**Input for this task:**
# # #

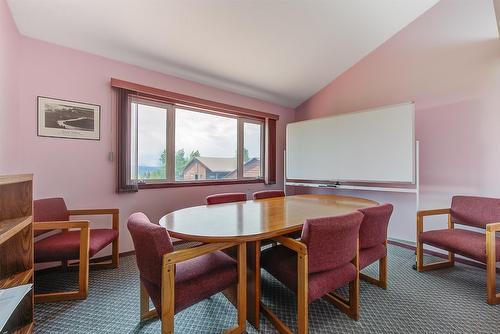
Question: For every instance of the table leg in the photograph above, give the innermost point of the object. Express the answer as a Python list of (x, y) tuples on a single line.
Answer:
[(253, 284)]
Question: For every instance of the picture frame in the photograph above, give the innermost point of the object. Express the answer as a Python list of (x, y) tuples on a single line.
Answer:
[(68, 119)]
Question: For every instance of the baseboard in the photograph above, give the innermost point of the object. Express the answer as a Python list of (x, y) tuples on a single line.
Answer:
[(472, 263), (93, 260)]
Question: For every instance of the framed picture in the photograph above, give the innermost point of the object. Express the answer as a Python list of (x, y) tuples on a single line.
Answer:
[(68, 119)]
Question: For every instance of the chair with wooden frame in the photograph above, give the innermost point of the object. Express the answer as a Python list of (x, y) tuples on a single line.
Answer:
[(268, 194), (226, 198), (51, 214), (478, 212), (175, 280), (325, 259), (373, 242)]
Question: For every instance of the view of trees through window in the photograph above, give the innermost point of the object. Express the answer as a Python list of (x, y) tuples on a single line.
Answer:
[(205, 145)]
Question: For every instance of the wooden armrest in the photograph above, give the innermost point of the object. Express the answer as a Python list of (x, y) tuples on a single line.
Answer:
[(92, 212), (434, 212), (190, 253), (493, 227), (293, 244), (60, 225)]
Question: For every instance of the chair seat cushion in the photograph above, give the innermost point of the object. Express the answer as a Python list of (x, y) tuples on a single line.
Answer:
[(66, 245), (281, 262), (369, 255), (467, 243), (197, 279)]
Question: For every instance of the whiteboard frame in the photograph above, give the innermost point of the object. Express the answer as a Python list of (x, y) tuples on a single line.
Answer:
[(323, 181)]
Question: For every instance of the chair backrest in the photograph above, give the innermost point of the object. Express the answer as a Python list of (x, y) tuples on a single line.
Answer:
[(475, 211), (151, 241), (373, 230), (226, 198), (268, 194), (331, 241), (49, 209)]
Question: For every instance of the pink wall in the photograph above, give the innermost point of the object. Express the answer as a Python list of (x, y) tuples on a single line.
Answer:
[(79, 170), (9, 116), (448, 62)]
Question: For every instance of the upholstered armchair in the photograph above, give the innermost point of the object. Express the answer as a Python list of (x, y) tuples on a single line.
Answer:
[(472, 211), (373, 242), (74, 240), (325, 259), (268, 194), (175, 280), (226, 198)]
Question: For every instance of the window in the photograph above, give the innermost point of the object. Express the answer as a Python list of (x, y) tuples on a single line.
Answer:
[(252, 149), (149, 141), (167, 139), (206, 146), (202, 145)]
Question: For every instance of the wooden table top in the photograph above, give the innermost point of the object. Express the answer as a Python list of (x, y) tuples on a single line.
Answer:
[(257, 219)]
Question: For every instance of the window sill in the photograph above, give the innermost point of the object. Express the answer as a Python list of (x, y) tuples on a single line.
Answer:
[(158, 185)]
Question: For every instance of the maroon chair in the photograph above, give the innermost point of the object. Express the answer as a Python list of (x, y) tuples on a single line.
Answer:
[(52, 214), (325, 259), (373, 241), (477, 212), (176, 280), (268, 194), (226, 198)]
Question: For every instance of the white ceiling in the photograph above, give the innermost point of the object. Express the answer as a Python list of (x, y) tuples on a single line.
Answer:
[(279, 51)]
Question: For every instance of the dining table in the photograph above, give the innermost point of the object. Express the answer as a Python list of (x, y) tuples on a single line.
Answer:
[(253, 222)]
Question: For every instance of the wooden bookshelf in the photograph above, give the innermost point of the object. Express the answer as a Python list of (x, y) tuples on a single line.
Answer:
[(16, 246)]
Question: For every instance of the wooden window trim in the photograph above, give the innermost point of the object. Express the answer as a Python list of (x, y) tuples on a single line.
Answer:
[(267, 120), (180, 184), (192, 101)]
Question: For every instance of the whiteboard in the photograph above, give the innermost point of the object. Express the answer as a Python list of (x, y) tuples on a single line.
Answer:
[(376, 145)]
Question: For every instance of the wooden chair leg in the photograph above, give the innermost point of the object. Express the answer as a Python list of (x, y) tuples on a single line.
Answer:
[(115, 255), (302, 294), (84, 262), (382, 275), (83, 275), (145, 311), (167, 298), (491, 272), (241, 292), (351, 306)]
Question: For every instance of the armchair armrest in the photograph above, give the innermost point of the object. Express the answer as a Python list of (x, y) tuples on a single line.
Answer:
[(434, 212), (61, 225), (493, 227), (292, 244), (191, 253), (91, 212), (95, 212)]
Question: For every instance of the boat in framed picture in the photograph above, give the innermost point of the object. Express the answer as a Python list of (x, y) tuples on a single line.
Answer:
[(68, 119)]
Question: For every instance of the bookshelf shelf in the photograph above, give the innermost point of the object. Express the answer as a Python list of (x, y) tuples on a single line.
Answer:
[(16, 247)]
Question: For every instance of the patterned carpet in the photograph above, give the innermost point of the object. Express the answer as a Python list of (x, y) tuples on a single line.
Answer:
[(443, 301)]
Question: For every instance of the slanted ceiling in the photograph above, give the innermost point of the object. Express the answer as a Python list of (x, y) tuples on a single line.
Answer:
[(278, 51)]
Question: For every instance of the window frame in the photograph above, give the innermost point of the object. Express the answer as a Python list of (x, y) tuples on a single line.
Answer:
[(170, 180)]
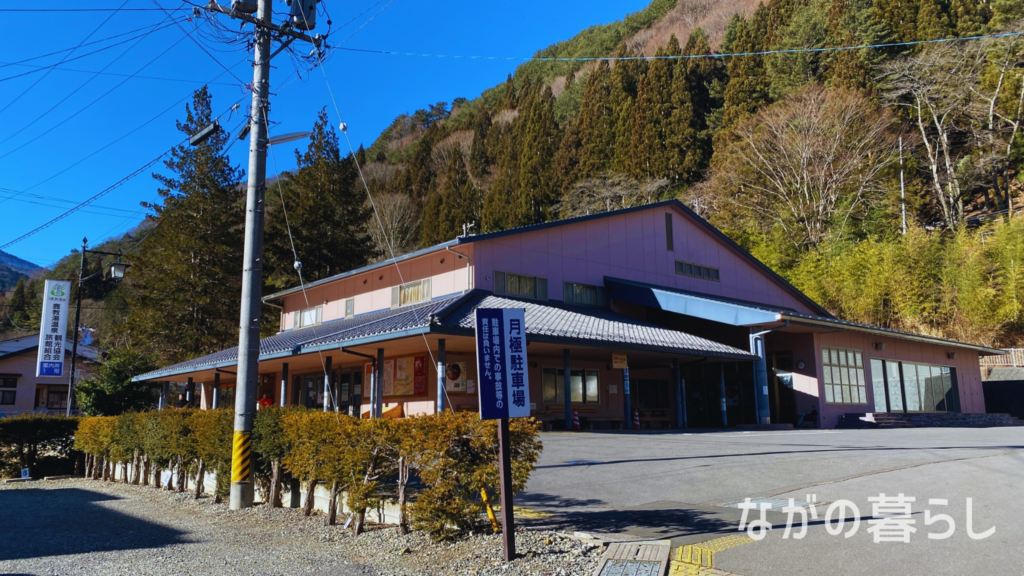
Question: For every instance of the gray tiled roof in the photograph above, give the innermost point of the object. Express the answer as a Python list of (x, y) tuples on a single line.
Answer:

# # #

Could you reproduce the entire listing above word for word, leaving out the pictures?

Question: For every instance of the table leg in the photograph above, give the innermost point of the object. Express the answer as a Python list of (x, y) tuples on a single line.
Answer:
[(253, 284)]
Question: For every instance of the picture frame in the photograph above, give the innermost point of the object. Express the answer as a Python list of (x, y) tuples on a single line.
Answer:
[(68, 119)]
Question: For every instance of the baseboard in the photograph above, give the innermost point of the object. Express the answer as a Python list of (x, y) tuples on a single line.
Answer:
[(472, 263), (93, 260)]
Question: For every instance of the framed picture in the photograph above, give the innermost point of the object. Express the answer as a Python list of (x, y) tuples on a single line.
Answer:
[(68, 119)]
Question: For every instance of the chair with wooden frame in the photograph above, give the innermost point of the object. Express the answer as a Python list of (x, y) tuples on a single line.
Answer:
[(268, 194), (226, 198), (51, 214), (478, 212), (175, 280), (325, 259), (373, 242)]
Question: For every instance of the view of trees through window in the photograph above, give the innermost point of the object. Express the answer as a Python list of (x, y) tuples on a single line.
Answer:
[(205, 145)]
Question: For every instance of the wooden armrest in the photograph above, give the innermost point of the object. Express the answer as a Python list of (x, y) tuples on a single line.
Answer:
[(92, 212), (434, 212), (190, 253), (493, 227), (293, 244), (60, 225)]
Question: For every instance of the chair seat cushion in the photograph above, give the innermost point of the object. Express the answer as a Python list of (x, y) tuples on a single line.
Answer:
[(66, 245), (281, 262), (369, 255), (467, 243), (197, 279)]
Question: For every instance of the whiteboard frame in the photograph above, give the innermost point of the object. Express the answer as a Python list of (x, y) tuples on a single line.
Answer:
[(323, 181)]
Question: For every instance of the chair backrest in the photograph above, give the innermost point of the object. Express the answer as a Python list of (x, y) tuples on a single line.
Answer:
[(475, 211), (151, 241), (373, 230), (226, 198), (268, 194), (331, 241), (49, 209)]
Question: For every instance of the pink wall in the photograph above, give the innermost point of the object. Express the answer as a Python list of (x, y) tuples on a single line.
Answer:
[(79, 170), (9, 116), (448, 62)]
Question: For every instance of the upholstered armchair in the photograph above, give the innermost point of the object. Express the answer as a Python list of (x, y) tuples on a single line.
Answer:
[(472, 211), (373, 242), (74, 240), (325, 259), (268, 194), (175, 280), (226, 198)]
Question: For every instance of the window in the photograph above, give the innermost point of the object. Express the answer as a Python list of (x, y) tuples on a single line.
Answer:
[(252, 149), (149, 141), (167, 139), (206, 146), (202, 145)]
Question: For every instance of the wooden table top in the photograph above, give the innermost point of the object. Express the answer as a Python list of (x, y) tuples on a single line.
Answer:
[(257, 219)]
Question: For every instance of the window sill in the photograph above, give the innermost point of the object. Express the answer as a Python list of (x, y) tuples on a single line.
Answer:
[(158, 185)]
Question: For every instance of the maroon chair in the photograph above, give the innermost point of the object. Express the answer as a Python list of (x, y) tuples on a single line.
Answer:
[(52, 214), (325, 259), (373, 241), (477, 212), (176, 280), (268, 194), (226, 198)]
Question: For every instance of the white ceiling in the photograph above, give the innermost point of the object. Express the answer as a Python list of (x, y) tuples on a single line.
Answer:
[(279, 51)]
Question: For every instance of the dining table in the photograph above, give the innermost point of the object. Express the answer as a Python list of (x, y) tuples on a single line.
Answer:
[(253, 222)]
Question: For every instance of the wooden bookshelf in the photograph above, give the innermost point of the object. Express the answer as a Python list of (x, y) tuples on a single line.
Answer:
[(16, 246)]
Question: For every instance of the wooden window trim in the photograph above, give the innermost point of the object. Express the answer as a Python list of (x, y) tuples on a single line.
Answer:
[(267, 120), (180, 184), (192, 101)]
Question: For every instance of the whiteboard in the photograph above, give the innermost point of the object. Express the answer as a Python list of (x, y) tuples on a single line.
Answer:
[(376, 145)]
Question: For every instance of the wooden chair leg in the photograph above, give the innermost point of the object. Express the answer as a Python list of (x, y) tuples on a single line.
Answer:
[(115, 255), (302, 294), (84, 262), (382, 275), (83, 275), (145, 311), (167, 298), (491, 272), (241, 292), (351, 306)]
Question: For every instance of the armchair armrest in the photograph above, give the innermost point of the object. Express the answer as a Python list of (x, y) tuples on a single line.
Answer:
[(434, 212), (61, 225), (493, 227), (292, 244), (191, 253), (91, 212), (95, 212)]
Question: For every instance of the boat in framed picture in the photograph above, give the innermost point of the object. Express the answer as a Python list of (x, y) tuples on a single line.
Answer:
[(68, 119)]
Question: For every instance of the bookshelf shelf in the photograph above, give the innermost point of the object. Express the answer as a Python list of (x, y) tuples on a single line.
Answer:
[(16, 247)]
Question: For every instance of the patterned carpet in the photograph above, give the innermost point of the object. Express the answer as a Python list of (x, y) tuples on a single line.
Answer:
[(443, 301)]
Question: For every instance of the slanted ceiling in the photograph above, give the innermost point of the object. Express the answer as a Python list of (x, y) tuples on a single line.
Answer:
[(278, 51)]
Question: For every instance of the window frame in the photograph above, give the innermost point of the object. Express the answer as a Python list of (x, y) tuples on a single line.
Answer:
[(170, 180)]
Question: For every instance of the gray tiled roof in the photograph above, give the innermost point of the object. Express the answer as a Python list of (x, y) tuples on a single line.
Answer:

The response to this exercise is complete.